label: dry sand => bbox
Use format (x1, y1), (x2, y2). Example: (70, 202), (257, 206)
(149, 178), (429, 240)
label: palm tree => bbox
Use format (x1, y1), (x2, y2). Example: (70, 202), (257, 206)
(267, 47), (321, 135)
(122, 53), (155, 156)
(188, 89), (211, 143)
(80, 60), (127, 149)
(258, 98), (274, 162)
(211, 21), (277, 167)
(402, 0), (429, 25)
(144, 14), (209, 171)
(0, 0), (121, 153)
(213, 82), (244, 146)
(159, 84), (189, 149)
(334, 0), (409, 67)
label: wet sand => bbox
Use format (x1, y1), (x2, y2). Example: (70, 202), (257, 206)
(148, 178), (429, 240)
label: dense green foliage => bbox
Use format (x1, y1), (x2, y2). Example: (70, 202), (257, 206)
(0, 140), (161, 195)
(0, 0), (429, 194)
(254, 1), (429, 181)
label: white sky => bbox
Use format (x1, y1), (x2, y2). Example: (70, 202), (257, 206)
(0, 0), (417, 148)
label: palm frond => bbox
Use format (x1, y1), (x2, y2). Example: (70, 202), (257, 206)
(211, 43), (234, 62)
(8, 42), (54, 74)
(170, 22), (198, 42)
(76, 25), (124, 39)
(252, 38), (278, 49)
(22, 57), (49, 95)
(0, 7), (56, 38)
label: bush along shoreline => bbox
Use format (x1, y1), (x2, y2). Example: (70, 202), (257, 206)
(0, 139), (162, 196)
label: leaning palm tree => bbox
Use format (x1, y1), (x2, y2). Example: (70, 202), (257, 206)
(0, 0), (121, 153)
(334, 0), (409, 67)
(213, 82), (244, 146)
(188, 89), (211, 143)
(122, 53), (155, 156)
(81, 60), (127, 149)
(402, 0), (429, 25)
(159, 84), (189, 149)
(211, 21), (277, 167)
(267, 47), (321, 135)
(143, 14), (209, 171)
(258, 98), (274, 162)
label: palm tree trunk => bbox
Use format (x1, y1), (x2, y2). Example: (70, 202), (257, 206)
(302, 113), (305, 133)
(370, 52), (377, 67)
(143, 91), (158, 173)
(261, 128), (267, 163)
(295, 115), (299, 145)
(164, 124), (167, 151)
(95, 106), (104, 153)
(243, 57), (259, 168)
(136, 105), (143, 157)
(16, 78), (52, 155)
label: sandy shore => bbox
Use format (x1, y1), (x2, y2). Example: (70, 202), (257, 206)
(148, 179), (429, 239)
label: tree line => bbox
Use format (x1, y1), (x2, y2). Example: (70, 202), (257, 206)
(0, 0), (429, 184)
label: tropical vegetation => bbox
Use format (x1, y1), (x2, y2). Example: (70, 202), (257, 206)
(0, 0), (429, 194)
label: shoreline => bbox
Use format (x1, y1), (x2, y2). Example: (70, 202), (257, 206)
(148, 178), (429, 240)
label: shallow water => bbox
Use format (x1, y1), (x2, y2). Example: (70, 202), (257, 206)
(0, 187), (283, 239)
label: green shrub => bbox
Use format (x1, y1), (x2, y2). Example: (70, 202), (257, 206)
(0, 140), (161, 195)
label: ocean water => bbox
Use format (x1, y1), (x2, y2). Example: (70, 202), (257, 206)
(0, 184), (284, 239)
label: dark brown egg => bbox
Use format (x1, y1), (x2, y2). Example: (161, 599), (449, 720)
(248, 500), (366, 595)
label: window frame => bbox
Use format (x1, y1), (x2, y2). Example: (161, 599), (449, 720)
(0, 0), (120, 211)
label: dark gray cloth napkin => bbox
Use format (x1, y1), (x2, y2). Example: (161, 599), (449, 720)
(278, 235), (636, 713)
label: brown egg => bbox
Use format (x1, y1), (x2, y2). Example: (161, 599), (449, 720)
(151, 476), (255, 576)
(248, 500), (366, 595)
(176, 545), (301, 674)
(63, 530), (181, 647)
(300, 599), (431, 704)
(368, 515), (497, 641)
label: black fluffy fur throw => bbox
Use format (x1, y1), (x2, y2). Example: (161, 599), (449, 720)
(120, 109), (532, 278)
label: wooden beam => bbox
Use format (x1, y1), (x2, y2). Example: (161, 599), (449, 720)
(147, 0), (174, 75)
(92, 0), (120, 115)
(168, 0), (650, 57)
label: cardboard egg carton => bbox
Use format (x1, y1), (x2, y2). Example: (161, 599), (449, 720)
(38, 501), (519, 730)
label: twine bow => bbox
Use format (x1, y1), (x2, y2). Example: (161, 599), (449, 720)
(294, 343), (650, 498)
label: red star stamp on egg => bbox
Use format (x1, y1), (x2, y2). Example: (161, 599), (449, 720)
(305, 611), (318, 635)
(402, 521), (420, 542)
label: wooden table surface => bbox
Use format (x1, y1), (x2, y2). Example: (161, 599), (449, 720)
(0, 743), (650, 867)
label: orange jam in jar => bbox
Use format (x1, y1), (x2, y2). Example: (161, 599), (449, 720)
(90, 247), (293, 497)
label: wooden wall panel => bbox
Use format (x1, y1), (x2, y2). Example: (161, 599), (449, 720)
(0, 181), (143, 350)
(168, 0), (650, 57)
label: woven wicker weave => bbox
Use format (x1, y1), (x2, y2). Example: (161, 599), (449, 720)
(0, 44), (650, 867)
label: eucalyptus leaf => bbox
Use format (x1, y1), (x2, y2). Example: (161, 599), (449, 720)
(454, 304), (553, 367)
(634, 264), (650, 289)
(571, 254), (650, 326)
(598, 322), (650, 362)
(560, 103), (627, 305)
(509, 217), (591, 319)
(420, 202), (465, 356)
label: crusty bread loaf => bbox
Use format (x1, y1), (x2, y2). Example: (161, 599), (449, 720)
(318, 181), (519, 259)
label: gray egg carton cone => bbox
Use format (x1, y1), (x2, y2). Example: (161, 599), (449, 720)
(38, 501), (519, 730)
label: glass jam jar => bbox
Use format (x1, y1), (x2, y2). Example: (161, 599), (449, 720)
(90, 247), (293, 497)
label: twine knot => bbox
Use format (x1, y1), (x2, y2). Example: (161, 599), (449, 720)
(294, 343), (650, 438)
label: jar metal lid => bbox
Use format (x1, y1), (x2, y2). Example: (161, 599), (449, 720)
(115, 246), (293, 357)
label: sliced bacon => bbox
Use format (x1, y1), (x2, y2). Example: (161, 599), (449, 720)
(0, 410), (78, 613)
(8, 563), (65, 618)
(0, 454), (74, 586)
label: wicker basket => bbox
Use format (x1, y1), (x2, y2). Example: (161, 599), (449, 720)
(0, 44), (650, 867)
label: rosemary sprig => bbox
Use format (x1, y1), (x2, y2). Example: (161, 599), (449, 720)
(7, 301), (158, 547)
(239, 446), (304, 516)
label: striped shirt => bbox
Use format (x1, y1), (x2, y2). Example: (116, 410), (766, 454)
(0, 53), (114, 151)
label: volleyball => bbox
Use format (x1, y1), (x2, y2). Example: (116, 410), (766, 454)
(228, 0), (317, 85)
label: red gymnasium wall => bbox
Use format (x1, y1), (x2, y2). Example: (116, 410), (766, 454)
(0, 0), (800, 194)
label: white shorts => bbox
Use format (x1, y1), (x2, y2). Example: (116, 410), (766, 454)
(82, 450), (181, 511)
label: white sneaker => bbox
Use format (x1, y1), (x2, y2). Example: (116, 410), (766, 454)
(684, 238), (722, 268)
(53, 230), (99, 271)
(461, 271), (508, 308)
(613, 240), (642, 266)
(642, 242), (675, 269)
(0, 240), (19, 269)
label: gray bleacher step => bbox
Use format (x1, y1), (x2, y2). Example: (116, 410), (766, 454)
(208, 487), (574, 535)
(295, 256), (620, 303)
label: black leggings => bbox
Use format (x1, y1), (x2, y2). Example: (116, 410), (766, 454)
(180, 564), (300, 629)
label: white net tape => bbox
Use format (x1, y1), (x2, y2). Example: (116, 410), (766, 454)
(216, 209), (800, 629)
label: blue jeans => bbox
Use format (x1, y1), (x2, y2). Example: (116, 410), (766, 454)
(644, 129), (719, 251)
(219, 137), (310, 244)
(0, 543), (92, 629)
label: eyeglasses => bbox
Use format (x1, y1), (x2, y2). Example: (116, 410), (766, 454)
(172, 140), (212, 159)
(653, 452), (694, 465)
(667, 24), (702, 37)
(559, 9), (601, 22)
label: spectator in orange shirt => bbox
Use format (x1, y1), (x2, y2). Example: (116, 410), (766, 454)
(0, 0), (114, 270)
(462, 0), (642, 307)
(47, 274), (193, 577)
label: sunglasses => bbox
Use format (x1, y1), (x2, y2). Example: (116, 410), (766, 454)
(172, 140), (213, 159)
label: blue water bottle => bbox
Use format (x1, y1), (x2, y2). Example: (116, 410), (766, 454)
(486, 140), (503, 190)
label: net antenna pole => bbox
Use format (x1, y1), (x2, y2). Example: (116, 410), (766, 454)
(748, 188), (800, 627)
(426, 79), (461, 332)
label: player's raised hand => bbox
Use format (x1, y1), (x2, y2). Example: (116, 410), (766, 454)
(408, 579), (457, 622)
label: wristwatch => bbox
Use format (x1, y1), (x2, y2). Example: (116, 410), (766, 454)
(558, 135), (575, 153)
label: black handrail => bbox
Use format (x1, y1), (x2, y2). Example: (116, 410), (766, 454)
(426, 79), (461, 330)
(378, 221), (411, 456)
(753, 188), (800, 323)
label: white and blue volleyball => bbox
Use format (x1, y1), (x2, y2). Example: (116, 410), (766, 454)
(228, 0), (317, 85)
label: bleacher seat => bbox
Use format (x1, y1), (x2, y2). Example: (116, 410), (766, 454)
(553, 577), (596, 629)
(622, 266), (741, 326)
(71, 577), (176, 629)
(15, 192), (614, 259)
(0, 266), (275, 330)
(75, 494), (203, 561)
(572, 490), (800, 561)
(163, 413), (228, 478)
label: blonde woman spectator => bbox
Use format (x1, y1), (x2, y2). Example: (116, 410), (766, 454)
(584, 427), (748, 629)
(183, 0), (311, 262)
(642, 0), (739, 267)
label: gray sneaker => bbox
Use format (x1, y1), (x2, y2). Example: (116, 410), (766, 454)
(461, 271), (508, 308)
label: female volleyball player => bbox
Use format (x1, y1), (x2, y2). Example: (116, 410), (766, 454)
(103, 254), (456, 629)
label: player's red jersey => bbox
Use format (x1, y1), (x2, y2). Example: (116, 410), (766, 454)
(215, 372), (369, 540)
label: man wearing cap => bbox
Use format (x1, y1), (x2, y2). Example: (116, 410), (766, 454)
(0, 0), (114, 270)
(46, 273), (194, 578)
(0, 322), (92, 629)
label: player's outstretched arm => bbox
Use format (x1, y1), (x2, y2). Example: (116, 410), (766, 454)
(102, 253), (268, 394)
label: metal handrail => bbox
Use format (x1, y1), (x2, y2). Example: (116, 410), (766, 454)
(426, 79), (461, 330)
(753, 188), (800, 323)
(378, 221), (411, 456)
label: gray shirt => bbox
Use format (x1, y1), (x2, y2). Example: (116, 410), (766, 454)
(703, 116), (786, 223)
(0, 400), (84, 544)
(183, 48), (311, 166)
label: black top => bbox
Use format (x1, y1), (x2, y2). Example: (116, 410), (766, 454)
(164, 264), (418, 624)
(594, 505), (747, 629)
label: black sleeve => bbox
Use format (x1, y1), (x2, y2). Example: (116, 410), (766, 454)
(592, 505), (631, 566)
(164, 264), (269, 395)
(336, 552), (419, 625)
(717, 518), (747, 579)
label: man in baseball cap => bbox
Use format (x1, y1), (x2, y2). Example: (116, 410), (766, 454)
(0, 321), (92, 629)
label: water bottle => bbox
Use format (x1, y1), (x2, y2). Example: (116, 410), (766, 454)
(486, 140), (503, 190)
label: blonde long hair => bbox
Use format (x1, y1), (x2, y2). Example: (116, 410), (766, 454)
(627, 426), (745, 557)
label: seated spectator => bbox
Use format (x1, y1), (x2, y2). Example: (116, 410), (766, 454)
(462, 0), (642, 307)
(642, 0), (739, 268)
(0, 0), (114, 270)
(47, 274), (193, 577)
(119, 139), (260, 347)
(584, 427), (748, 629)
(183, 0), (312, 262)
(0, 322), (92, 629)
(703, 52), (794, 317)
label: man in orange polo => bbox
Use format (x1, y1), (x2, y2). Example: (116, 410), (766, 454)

┄┄┄┄┄┄┄┄┄┄┄┄┄┄┄┄┄┄┄┄

Work to be completed: Reproduce the records verbatim, from the first line through the line that contains "(0, 0), (417, 148)", including that final line.

Complete output:
label: dry sand => bbox
Use format (x1, y1), (x2, y2). Example: (70, 202), (257, 206)
(149, 178), (429, 240)
label: palm tree => bbox
Use format (x1, y1), (x2, y2). Example: (70, 202), (257, 206)
(267, 47), (321, 135)
(122, 53), (155, 156)
(188, 89), (211, 143)
(80, 60), (127, 149)
(258, 98), (274, 162)
(211, 21), (277, 167)
(402, 0), (429, 25)
(144, 14), (209, 171)
(0, 0), (121, 153)
(213, 82), (244, 146)
(159, 84), (189, 149)
(334, 0), (409, 67)
label: wet sand => bbox
Use format (x1, y1), (x2, y2). Example: (70, 202), (257, 206)
(148, 178), (429, 240)
label: dense green foliage => bbox
Use format (x1, y1), (x2, y2). Example: (70, 202), (257, 206)
(0, 140), (161, 195)
(0, 0), (429, 194)
(254, 1), (429, 181)
label: white sky => bbox
Use format (x1, y1), (x2, y2). Example: (70, 202), (257, 206)
(0, 0), (417, 148)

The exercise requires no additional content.